• **Written exercise**
Reproduce exactly the lines from the one containing "like [256, 209]." through the last line of the data, both ends included.

..........

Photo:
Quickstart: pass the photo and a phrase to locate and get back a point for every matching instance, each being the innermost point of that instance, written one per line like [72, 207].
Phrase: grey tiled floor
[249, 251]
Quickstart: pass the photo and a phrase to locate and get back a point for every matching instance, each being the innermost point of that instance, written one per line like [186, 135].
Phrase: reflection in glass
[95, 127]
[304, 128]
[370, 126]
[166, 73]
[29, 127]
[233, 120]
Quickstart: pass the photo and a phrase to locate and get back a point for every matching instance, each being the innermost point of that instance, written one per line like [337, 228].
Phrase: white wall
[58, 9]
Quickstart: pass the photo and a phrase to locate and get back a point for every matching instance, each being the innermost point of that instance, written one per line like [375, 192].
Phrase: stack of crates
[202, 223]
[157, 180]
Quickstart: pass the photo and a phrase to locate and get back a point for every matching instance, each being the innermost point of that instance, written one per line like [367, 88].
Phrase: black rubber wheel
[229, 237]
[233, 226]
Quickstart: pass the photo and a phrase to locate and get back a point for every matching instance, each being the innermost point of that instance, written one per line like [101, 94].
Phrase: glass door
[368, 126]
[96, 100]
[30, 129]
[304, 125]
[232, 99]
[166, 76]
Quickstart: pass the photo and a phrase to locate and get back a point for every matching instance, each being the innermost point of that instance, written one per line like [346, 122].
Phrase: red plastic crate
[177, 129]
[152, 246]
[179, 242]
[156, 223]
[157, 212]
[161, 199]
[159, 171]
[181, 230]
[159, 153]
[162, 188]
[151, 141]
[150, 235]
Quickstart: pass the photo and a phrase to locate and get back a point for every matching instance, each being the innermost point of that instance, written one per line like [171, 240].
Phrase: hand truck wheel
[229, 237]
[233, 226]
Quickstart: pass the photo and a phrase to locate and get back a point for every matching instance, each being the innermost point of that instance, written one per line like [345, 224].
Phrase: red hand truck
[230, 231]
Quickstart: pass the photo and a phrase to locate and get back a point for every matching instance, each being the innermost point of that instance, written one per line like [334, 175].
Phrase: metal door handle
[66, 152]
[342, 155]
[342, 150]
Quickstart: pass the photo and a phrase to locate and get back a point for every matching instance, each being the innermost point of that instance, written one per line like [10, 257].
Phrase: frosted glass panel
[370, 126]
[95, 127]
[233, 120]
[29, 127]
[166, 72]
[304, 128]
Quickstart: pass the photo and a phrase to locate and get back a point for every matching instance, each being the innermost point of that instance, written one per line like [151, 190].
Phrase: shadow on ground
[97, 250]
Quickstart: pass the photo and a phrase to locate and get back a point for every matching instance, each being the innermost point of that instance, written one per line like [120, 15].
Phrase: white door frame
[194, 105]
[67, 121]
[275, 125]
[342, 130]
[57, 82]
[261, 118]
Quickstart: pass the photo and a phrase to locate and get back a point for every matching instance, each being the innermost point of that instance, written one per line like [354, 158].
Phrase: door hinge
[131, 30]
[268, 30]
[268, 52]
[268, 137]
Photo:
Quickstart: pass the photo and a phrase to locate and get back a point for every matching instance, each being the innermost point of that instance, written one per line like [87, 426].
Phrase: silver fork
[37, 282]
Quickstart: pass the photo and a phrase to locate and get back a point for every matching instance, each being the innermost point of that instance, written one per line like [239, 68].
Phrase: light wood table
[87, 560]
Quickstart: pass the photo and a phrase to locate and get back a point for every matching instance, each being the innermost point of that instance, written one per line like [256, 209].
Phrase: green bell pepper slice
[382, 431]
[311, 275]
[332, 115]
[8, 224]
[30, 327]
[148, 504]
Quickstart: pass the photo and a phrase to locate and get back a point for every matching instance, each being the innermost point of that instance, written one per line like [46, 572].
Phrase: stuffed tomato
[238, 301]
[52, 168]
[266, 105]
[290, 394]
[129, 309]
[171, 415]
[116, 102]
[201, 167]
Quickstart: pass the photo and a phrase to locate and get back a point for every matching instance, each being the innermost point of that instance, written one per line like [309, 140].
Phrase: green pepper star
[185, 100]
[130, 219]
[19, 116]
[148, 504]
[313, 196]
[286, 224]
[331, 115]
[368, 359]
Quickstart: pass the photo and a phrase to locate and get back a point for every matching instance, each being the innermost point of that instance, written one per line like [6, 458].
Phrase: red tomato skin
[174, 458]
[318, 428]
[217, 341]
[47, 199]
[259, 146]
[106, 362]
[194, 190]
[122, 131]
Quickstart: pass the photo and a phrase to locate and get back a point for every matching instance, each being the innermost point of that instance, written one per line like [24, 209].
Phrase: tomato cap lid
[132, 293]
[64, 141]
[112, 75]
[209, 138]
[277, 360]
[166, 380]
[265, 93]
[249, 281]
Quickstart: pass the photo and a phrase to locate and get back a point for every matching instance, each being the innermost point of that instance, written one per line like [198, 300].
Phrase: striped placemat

..........

• **Exercise result**
Quickstart: pass the photo and a phrase to locate and get back a point for every matching instance, each being the innermost point of that instance, written one per line like [256, 209].
Phrase: green bell pepper slice
[382, 431]
[311, 275]
[332, 115]
[8, 224]
[30, 327]
[148, 504]
Quickstart: pass the photo and a phrase to locate and get back a point for every matching instance, each being the innermost point of that instance, written one per line like [46, 572].
Phrase: stuffed tomato
[238, 301]
[52, 168]
[266, 105]
[290, 394]
[129, 309]
[171, 415]
[116, 102]
[201, 167]
Quickstart: pass the photo and a phrase to locate and get back a point for every matching instance, each being the innermost point of that instance, written one per line like [309, 140].
Phrase: green pepper star
[185, 100]
[130, 219]
[19, 116]
[148, 504]
[313, 196]
[286, 224]
[331, 115]
[368, 359]
Quickstart: pass the photo and a phrase to locate and get back a point for every matching instance, each being the innermost point of that instance, written one per line like [6, 458].
Phrase: red tomato skin
[174, 458]
[318, 428]
[217, 341]
[47, 199]
[259, 146]
[106, 362]
[194, 190]
[122, 131]
Quickstart: pass the photo and a phrase to locate and get back a point for every matching instance, each being the innermost point of that instance, written one per line like [24, 209].
Phrase: tomato cap lid
[132, 293]
[64, 141]
[112, 75]
[209, 138]
[277, 360]
[166, 380]
[265, 93]
[249, 281]
Quickstart: pass the photo and a phrase to locate and get back a point for every matching instance, each being the innermost point of that instance, written one per line like [198, 300].
Phrase: striped placemat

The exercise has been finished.